======== Task material ========

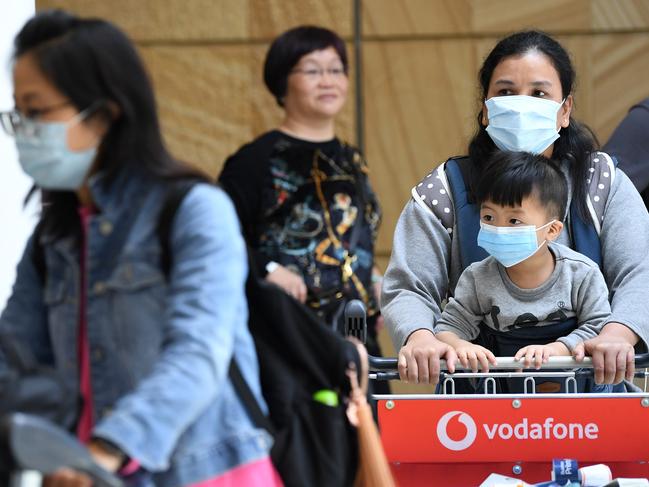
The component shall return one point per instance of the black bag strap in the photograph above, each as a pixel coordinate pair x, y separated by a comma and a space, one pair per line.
248, 399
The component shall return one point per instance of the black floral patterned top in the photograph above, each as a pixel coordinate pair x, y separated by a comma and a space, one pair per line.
303, 205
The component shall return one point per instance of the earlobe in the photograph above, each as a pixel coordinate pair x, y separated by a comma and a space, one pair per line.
555, 230
566, 110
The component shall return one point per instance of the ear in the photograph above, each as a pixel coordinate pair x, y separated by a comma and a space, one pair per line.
563, 117
554, 230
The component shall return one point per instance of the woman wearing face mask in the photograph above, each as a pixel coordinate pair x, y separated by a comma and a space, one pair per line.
147, 346
527, 84
303, 196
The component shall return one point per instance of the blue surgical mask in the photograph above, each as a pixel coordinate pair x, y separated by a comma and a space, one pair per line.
510, 245
522, 123
45, 156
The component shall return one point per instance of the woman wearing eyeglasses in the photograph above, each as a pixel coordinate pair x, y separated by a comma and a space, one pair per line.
302, 194
147, 346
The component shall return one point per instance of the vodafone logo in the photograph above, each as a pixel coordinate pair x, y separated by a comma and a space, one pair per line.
548, 429
457, 445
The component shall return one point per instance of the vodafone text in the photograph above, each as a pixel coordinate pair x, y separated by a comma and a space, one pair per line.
548, 430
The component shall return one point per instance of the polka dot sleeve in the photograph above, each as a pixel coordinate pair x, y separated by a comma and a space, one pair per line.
433, 193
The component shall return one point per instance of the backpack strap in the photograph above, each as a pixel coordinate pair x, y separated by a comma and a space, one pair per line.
174, 197
467, 211
585, 234
445, 193
433, 193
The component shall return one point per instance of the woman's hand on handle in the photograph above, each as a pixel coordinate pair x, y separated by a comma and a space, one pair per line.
289, 281
419, 358
612, 353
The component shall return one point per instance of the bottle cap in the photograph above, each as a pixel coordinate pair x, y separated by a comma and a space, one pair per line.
565, 471
595, 475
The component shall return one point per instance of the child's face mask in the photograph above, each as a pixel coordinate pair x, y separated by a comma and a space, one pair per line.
510, 245
522, 123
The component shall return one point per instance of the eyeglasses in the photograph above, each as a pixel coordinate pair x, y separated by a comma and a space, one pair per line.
316, 73
16, 123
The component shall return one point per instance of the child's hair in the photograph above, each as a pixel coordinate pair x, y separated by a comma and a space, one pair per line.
509, 177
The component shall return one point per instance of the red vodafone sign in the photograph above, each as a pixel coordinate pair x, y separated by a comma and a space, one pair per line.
524, 429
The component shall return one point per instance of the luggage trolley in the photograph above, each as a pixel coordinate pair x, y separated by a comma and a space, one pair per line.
459, 439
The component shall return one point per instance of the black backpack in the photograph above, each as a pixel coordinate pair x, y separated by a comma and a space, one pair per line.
299, 355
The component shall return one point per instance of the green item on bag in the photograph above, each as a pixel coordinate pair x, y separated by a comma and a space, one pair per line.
326, 397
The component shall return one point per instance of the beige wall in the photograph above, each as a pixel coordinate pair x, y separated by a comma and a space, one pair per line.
420, 64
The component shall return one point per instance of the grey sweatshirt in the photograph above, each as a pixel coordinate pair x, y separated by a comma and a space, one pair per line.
425, 265
486, 294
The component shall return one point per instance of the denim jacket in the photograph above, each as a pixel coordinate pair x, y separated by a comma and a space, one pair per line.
160, 346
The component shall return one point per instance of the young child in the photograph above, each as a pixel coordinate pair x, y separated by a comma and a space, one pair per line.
531, 296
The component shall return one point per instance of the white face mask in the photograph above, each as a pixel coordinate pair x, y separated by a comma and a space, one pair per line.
45, 156
522, 123
510, 245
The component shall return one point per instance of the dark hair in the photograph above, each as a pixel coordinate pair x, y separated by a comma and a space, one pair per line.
287, 49
576, 141
95, 65
509, 177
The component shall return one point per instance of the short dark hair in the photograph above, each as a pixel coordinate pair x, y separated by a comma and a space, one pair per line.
94, 64
287, 49
576, 141
509, 177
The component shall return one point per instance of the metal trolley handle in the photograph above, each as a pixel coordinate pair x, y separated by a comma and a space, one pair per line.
383, 368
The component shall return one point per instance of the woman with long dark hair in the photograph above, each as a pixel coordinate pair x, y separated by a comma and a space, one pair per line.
302, 194
527, 83
147, 345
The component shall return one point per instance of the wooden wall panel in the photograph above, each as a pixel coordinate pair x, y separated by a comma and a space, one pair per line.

========

**What you will do:**
Repeat the items from the line containing "The component shall return one point per instance of the short" through the end of the items, both ends included, with the requests kept and -61 added to every coordinate in the answers.

**Task result:**
The component shall return one point per instance of the short dark hair in the photograph above, each as a pixel coordinate pair x, y separated by a comma and a space, one pair per line.
33, 3
226, -12
515, 80
448, 116
The component shall return one point per instance of the metal trolley handle in the photograph above, each as a pixel coordinate pair x, y separated by a comma and a space, one pair per line.
322, 307
The component shall return one point per instance of the woman with long dark hair in the photograph above, each as a pixel coordinate pair x, y separated by a comma and a space, one pair per line.
241, 133
466, 22
86, 284
The component shall return one point per instance of the wooden wall panel in the photograph above, each as a pixel coordinate pair x, y separated by a comma and a space, one pair per line.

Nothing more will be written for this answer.